[Reading text]
□ □ □ □ □
Wednesday, July 14, 2010

Falling in Love

 I heard More Like Falling in Love by Jason Gray on the radio as we were driving home from church on Sunday.  It surely wasn't the first time I had heard the song, but in that moment, it was as if it was the first time, and it touched me in a new way.  I posted the video if you'd like to listen (if you read my blog via email or on Facebook, you'll have to go to my blog (bluefield5.blogspot.com) to view the video).

Do you remember what it felt like to fall in love?  That breathless, almost aching, thrilling, head over heels falling feeling, that always thinking about and wanting to spend time with the object of your affection?  I do.  But over the years, I have to admit, the excitement has faded.  Sawblock and I have been married for almost 15 years now, and we've become...comfortable.  Don't get me wrong, I love him more now than when we were in that falling stage, and he still can make my heart beat a little faster, but we know that each of us is in this for the long haul, and, as a result, I think we take each other for granted a little bit.  There are so many other things (including three little things named Code-man, Logo, and Bubby) competing for our time and attention, and we've become complacent in our courtship of each other.

As I listened to the song, I realized that that's exactly how I've been feeling in my relationship with God lately: complacent, comfortable, familiar, stagnant.  It's a knowing in my mind, in a reserved, stand-off way, rather than a knowing in my heart, in a personal, experiential way.  There are so many other things competing for my time and attention, that I've been taking God for granted, and I haven't been paying attention to God's wooing.  And that's exactly what I need: to be swept off my feet, falling in love, losing my heart again to the One who pursues me.
□ □ □ □ □
[Set problem 1]
According to the blog post, how long have the writer and Sawblock been married?
□ □ □ □ □
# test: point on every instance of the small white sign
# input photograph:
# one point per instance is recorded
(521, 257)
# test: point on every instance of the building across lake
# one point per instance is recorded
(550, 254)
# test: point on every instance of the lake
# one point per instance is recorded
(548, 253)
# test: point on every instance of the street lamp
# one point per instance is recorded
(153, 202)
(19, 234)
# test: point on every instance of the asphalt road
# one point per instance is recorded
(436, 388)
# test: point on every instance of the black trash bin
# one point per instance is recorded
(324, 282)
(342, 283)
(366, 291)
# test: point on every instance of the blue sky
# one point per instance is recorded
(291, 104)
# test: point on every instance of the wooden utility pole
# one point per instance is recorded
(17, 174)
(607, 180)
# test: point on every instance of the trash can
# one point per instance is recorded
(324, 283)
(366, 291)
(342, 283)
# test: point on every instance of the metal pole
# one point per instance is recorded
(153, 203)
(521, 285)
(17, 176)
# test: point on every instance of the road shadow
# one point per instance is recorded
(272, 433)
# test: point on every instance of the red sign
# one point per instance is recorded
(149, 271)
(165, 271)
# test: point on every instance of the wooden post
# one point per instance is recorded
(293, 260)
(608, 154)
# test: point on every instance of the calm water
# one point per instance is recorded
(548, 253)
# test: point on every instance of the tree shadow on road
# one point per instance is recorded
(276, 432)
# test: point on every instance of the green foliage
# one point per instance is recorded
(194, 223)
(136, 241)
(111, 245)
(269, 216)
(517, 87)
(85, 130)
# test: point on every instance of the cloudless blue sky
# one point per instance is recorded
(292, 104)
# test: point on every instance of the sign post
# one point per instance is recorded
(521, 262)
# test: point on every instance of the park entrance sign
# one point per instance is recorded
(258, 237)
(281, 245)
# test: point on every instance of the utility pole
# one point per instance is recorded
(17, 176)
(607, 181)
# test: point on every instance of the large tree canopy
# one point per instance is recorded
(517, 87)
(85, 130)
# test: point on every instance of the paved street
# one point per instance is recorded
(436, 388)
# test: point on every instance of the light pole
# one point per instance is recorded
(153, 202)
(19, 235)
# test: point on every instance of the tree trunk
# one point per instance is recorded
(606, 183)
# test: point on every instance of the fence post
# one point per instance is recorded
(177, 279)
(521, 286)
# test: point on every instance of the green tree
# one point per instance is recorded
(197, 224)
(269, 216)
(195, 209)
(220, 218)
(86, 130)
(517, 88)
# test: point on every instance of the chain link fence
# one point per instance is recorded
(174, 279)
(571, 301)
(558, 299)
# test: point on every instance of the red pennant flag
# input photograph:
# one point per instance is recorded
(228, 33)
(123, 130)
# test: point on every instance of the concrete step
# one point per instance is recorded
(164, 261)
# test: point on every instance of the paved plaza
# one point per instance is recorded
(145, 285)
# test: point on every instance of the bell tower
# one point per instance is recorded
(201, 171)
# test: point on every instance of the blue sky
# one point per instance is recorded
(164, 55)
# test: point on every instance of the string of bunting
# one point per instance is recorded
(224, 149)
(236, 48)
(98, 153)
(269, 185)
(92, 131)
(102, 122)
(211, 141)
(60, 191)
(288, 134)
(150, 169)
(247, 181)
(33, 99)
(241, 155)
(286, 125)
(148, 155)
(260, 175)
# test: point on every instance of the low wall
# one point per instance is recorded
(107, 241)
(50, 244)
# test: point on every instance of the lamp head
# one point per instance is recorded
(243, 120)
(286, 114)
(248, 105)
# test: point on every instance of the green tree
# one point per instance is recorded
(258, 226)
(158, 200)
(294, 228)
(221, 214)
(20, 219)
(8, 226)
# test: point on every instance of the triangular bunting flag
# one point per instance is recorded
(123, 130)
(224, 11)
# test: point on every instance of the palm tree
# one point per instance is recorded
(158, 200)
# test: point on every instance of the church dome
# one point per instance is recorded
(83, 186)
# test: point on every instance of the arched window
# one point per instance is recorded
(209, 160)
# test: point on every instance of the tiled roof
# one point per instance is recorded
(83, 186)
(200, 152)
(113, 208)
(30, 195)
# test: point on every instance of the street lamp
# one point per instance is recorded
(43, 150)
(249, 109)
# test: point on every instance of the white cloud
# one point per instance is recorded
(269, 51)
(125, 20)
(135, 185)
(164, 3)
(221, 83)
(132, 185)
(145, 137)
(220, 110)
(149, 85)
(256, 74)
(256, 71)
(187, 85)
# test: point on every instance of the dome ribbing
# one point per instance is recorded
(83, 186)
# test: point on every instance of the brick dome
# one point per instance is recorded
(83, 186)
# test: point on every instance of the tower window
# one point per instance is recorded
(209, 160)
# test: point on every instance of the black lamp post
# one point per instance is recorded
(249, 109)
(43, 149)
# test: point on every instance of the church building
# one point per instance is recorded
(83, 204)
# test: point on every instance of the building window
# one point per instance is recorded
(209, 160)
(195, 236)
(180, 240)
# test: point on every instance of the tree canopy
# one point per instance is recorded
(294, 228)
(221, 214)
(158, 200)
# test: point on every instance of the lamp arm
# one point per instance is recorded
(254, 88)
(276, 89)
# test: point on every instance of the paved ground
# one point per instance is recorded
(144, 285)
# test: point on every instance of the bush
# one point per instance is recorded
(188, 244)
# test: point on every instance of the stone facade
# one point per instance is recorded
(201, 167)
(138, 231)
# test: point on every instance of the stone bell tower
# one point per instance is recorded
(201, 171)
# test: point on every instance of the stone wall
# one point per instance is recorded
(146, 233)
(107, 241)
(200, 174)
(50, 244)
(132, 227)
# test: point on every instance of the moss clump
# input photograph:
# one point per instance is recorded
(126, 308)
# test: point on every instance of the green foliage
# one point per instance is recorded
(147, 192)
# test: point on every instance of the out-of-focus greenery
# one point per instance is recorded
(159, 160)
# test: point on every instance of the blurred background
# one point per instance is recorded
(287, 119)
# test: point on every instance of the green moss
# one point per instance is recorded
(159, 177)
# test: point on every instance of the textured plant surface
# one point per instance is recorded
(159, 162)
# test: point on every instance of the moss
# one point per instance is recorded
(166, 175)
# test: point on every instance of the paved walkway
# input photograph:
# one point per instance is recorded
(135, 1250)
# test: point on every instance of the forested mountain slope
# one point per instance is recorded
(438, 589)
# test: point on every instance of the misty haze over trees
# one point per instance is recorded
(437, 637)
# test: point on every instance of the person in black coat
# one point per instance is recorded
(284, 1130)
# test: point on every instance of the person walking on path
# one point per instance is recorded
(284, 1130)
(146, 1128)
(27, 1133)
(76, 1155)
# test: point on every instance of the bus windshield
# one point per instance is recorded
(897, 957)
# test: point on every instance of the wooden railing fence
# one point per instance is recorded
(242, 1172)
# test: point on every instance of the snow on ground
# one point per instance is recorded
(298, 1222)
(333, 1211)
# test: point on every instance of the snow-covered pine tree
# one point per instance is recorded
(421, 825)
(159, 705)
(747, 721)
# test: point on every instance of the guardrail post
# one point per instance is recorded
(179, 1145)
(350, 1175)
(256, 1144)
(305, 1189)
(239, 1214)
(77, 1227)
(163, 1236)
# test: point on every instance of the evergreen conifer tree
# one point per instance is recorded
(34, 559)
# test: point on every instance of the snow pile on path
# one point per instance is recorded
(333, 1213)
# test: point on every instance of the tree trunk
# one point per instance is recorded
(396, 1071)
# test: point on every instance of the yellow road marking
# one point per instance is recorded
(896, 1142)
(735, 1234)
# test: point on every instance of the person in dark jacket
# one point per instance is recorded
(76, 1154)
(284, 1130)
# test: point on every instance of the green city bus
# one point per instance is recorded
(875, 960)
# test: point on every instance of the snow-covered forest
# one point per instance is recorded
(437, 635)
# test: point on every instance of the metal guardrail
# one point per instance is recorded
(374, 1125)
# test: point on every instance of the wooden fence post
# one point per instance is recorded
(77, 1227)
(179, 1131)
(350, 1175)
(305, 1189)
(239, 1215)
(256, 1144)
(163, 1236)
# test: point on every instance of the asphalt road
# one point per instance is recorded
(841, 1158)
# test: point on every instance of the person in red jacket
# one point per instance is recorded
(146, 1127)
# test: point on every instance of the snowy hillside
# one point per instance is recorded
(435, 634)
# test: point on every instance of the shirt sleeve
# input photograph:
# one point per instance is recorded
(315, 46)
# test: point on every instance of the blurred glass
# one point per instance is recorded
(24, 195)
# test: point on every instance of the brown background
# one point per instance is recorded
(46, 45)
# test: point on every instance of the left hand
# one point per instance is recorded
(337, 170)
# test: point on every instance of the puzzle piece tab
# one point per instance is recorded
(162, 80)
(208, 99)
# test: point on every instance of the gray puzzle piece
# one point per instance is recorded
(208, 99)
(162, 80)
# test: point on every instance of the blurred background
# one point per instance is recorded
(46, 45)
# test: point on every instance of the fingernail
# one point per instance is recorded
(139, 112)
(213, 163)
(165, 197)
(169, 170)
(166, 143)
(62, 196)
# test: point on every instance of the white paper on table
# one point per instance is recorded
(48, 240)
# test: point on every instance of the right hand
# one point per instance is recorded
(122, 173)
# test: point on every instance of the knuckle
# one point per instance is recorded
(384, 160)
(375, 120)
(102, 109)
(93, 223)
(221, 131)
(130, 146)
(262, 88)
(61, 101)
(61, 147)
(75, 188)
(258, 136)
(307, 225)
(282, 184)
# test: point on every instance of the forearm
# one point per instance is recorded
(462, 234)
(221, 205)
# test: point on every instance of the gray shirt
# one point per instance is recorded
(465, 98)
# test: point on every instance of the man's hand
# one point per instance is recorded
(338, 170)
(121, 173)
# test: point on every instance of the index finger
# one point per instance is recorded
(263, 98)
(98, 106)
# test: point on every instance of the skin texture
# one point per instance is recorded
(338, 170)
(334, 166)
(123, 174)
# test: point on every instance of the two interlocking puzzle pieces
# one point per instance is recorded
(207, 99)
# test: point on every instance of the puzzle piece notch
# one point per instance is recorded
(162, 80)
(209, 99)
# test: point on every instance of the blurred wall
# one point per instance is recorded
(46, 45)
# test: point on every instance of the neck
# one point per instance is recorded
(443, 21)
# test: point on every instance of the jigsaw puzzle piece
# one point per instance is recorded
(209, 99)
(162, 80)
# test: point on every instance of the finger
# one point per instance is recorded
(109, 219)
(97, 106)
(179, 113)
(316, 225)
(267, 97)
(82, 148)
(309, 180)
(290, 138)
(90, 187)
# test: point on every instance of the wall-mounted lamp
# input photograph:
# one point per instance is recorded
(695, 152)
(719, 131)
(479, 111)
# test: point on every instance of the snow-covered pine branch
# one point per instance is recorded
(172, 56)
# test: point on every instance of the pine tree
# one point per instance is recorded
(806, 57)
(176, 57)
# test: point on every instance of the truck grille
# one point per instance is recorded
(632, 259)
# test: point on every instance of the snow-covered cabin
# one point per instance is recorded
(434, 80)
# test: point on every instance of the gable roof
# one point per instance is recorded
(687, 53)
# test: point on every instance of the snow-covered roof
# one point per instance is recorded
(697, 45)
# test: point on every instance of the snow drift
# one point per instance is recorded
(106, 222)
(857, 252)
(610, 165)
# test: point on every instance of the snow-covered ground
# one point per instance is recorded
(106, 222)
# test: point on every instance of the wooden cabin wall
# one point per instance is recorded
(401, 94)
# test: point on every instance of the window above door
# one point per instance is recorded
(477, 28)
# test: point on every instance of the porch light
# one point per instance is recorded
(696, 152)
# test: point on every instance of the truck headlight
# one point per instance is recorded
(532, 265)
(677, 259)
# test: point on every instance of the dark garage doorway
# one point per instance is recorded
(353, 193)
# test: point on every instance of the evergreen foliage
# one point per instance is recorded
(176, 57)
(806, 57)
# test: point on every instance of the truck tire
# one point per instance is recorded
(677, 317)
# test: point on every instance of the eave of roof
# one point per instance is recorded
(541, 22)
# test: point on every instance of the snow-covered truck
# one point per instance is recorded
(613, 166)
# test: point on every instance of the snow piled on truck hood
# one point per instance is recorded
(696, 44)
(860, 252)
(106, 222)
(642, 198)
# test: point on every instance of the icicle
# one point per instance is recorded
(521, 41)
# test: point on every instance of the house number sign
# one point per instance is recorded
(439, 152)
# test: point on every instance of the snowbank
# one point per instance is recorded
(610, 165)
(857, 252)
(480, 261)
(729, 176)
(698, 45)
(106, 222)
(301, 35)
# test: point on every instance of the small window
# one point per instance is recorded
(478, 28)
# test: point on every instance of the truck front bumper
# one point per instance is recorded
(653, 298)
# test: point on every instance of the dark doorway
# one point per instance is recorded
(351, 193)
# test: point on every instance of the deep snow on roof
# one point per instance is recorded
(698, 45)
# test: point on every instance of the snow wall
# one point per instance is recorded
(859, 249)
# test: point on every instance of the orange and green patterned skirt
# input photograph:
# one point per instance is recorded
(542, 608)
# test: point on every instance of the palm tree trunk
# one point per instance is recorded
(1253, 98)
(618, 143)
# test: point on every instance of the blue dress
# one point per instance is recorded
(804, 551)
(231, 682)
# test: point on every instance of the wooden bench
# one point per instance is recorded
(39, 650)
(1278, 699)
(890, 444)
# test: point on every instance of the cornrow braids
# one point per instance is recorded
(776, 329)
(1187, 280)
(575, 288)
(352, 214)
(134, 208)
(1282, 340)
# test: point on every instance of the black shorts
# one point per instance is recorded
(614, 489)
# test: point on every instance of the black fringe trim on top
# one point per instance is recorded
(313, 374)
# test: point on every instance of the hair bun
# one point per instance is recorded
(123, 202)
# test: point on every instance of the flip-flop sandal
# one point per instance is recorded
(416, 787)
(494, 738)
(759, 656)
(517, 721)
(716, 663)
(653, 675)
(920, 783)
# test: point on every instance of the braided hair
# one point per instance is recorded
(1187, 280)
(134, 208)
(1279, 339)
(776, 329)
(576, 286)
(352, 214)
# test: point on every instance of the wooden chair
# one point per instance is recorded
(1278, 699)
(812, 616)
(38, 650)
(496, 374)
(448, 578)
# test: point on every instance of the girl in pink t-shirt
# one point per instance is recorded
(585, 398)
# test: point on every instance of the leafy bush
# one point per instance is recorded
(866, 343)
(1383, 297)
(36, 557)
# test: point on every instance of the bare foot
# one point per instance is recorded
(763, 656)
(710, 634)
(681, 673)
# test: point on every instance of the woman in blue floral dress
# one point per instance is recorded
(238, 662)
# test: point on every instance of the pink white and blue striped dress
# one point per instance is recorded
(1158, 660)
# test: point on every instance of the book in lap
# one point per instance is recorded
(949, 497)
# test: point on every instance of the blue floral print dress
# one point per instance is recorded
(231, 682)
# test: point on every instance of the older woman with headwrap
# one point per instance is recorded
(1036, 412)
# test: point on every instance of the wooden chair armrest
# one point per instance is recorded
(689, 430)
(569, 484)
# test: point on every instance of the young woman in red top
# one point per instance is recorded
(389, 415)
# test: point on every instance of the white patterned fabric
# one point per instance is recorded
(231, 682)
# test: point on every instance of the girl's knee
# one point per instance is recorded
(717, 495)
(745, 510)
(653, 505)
□ □ □ □ □
[Set problem 2]
Collect every line of the listing that contains the word "gray".

[Exercise answer 1]
Almost 15 years.

[Exercise answer 2]
# test: point on every instance of the gray puzzle piece
# test: point on every instance of the gray shirt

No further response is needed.